*Task prompt*:
Restate word for word every entry that appears below, skipping its pictures.

*Data*:
┄┄┄┄┄┄┄┄┄┄┄┄┄┄┄┄┄┄┄┄
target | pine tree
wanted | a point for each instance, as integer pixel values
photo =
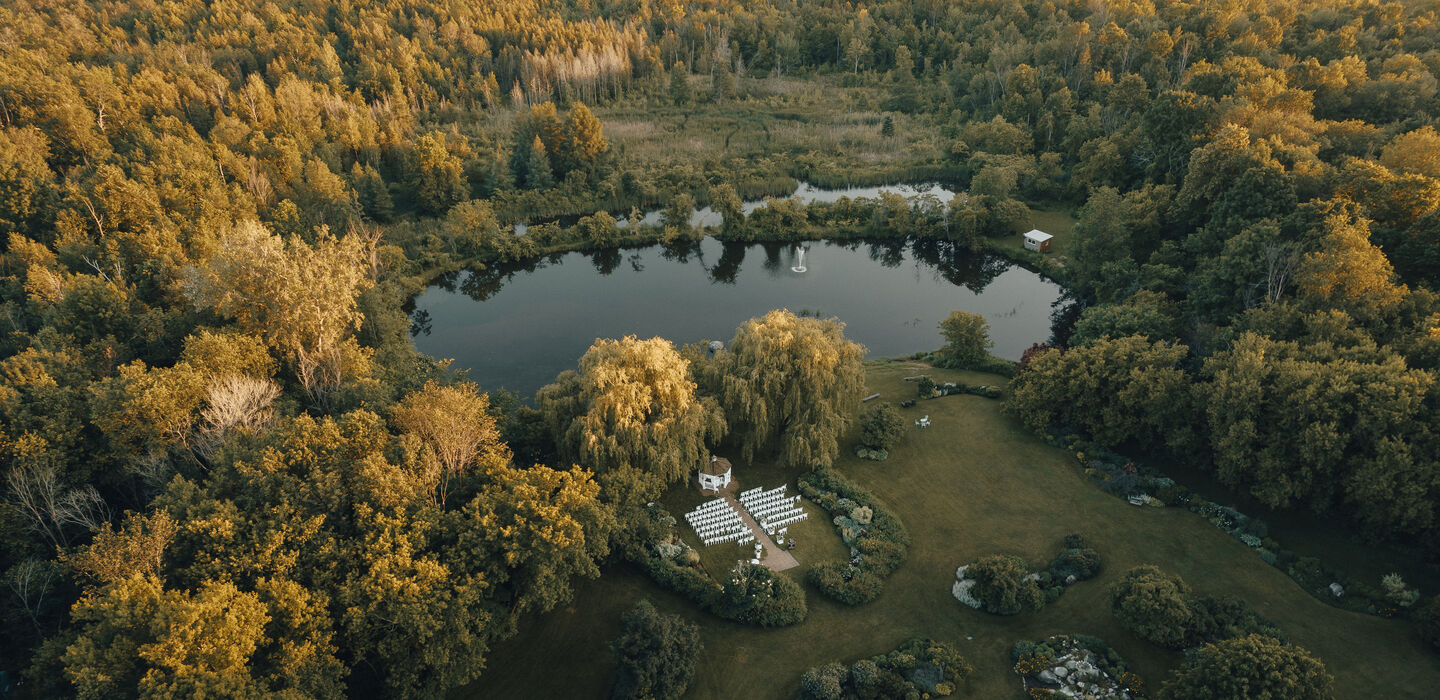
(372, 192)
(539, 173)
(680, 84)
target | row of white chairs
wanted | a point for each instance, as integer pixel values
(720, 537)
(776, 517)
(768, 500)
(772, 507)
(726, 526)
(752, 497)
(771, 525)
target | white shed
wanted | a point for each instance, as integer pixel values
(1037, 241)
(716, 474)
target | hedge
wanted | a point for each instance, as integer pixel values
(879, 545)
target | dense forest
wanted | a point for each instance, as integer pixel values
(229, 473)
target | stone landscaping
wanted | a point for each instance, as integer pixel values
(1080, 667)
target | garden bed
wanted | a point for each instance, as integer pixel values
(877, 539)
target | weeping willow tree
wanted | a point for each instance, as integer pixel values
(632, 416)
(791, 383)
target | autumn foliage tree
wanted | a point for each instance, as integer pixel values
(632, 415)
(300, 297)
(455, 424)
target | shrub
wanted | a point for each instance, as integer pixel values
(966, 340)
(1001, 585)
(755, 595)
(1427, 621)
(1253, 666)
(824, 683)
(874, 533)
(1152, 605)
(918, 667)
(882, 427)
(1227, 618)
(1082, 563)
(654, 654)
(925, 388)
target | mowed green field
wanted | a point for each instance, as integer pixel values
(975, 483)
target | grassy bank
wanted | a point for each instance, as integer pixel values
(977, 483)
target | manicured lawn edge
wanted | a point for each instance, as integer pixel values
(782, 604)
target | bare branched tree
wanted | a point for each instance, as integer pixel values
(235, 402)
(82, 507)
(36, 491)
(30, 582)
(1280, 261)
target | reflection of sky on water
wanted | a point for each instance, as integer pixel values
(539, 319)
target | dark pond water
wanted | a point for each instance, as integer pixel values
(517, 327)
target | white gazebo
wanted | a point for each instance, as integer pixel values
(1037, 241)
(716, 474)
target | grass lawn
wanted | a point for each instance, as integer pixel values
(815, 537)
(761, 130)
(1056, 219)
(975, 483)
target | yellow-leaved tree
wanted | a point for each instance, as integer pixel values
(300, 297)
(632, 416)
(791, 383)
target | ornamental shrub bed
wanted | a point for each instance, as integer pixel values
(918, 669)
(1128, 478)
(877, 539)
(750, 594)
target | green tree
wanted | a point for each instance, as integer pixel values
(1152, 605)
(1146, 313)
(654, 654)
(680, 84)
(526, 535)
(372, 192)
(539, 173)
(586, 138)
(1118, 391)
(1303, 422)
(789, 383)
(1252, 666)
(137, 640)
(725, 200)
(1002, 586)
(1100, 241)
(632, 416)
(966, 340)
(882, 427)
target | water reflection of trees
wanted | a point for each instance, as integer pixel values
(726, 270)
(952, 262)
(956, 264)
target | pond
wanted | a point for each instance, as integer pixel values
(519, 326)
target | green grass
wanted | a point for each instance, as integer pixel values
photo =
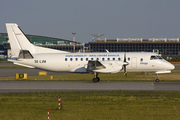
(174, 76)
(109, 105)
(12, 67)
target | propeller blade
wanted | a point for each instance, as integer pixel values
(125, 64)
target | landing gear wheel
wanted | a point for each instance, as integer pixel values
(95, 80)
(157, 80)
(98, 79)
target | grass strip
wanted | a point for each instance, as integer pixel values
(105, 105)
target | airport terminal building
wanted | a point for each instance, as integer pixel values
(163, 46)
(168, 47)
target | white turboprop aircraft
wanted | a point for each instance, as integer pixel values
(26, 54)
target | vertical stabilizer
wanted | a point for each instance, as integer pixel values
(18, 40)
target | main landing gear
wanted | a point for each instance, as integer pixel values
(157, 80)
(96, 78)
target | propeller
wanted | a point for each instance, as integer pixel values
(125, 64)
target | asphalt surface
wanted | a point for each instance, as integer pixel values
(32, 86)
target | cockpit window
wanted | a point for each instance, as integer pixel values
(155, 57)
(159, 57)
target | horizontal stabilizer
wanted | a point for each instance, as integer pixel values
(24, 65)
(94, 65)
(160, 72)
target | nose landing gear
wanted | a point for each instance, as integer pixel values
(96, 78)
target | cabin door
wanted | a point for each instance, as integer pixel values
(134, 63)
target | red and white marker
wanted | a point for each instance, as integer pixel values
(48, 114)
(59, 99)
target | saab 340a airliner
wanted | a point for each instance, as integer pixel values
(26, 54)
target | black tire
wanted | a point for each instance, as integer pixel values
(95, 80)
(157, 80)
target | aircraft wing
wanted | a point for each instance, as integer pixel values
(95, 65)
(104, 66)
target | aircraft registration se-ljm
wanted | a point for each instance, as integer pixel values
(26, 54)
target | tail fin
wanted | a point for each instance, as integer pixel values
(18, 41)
┄┄┄┄┄┄┄┄┄┄┄┄┄┄┄┄┄┄┄┄
*Answer for this exercise*:
target | pine tree
wanted | a point for each instance, as integer pixel values
photo =
(372, 192)
(539, 173)
(680, 84)
target | row of white chairs
wanted | a point for each instance, as integer pixel values
(720, 537)
(776, 517)
(768, 500)
(772, 507)
(726, 526)
(752, 497)
(771, 525)
target | white shed
wanted | a point for each instance, as integer pixel values
(1037, 241)
(716, 474)
target | hedge
wanted | a point for each instance, as integer pixel values
(879, 545)
target | dense forest
wanted | a point for each instance, as integer pixel values
(229, 473)
target | stone landscaping
wanted | a point for each instance, as integer pixel values
(1080, 667)
target | garden bed
wanted | a point for each instance, as integer pixel values
(877, 539)
target | weeping willow tree
wanted | a point for each instance, as integer pixel values
(632, 416)
(791, 383)
target | autumn foliage tree
wanted | a point for each instance, as integer pixel values
(632, 415)
(300, 297)
(455, 424)
target | shrub
wanted | a point for each instance, as integer pixel values
(966, 340)
(1001, 585)
(755, 595)
(1427, 621)
(1253, 666)
(824, 683)
(874, 533)
(1152, 605)
(918, 667)
(882, 427)
(1227, 618)
(1082, 563)
(654, 654)
(925, 388)
target | mowed green field
wanted | a point for each instance, as integer pixel values
(975, 483)
target | grassy bank
wanted | a point for each instance, as integer pixel values
(977, 483)
target | manicured lawn edge
wanted | a point for each instance, as integer pixel values
(782, 604)
target | bare branched tree
wanted | a point for each instance, as integer pixel values
(235, 402)
(82, 507)
(36, 491)
(30, 582)
(1280, 261)
target | reflection of sky on water
wanted | a point for each instance, as integer pixel values
(539, 319)
target | dark pond water
wanted | a point for each instance, as integer pixel values
(517, 327)
target | white gazebo
wanted | a point for each instance, as integer pixel values
(1037, 241)
(716, 474)
target | grass lawn
wanted | a point for each instance, as integer pixel values
(815, 537)
(761, 130)
(1056, 219)
(975, 483)
target | yellow-leaved tree
wanted | a point for each instance, as integer pixel values
(300, 297)
(632, 416)
(791, 383)
target | ornamental shrub bed
wanted | a point for each instance, as integer pixel values
(918, 669)
(1128, 478)
(877, 539)
(750, 594)
target | green tree
wanted | a point for each instance, as integer pixel values
(1152, 605)
(1146, 313)
(654, 654)
(680, 84)
(526, 535)
(372, 192)
(539, 173)
(586, 138)
(1118, 391)
(1303, 422)
(789, 383)
(1252, 666)
(137, 640)
(725, 200)
(1002, 586)
(1100, 241)
(632, 416)
(966, 340)
(882, 427)
target | water reflection of trees
wanted | a point for each instance, as integer pixel values
(726, 270)
(952, 262)
(956, 264)
target | pond
wanted | a point for each instance, as integer pixel values
(519, 326)
target | green grass
wanted | a point for each instance, as integer pixel values
photo =
(174, 76)
(109, 105)
(12, 67)
target | propeller blade
wanted | a point for each instance, as integer pixel values
(125, 64)
target | landing gear wheel
wanted | a point for each instance, as integer pixel values
(95, 80)
(157, 80)
(98, 79)
target | grass strip
wanted | a point for each instance, as integer pixel values
(105, 105)
target | airport terminal building
wanted | a point for each instance, as integer pixel values
(163, 46)
(168, 47)
target | white turboprop aircraft
wanted | a point for each instance, as integer pixel values
(26, 54)
target | vertical stabilizer
wanted | a point for each instance, as integer pixel values
(18, 40)
target | main landing gear
wanted | a point for each instance, as integer pixel values
(157, 80)
(96, 78)
target | propeller
wanted | a point for each instance, as integer pixel values
(125, 64)
target | asphalt surface
wanted | a point for each instance, as integer pixel values
(32, 86)
target | cockpit window
wanted | a point for each instance, as integer pixel values
(155, 57)
(159, 57)
target | horizontal stabilizer
wanted | a point for each instance, as integer pixel values
(24, 65)
(94, 65)
(160, 72)
target | nose landing gear
wanted | a point for each instance, as integer pixel values
(96, 78)
target | cabin door
wanted | a point for each instance, as integer pixel values
(134, 63)
target | red and white marker
wanted | a point for each instance, as integer pixel values
(48, 114)
(59, 99)
target | saab 340a airliner
wanted | a point for each instance, as integer pixel values
(26, 54)
target | black tire
wanted | a point for each instance, as integer pixel values
(95, 80)
(157, 80)
target | aircraft wing
wanted | a point for each instance, as integer pixel values
(95, 65)
(104, 66)
target | aircraft registration se-ljm
wanted | a point for each instance, as integer pixel values
(26, 54)
target | tail fin
wanted | a point for each instance, as integer pixel values
(18, 41)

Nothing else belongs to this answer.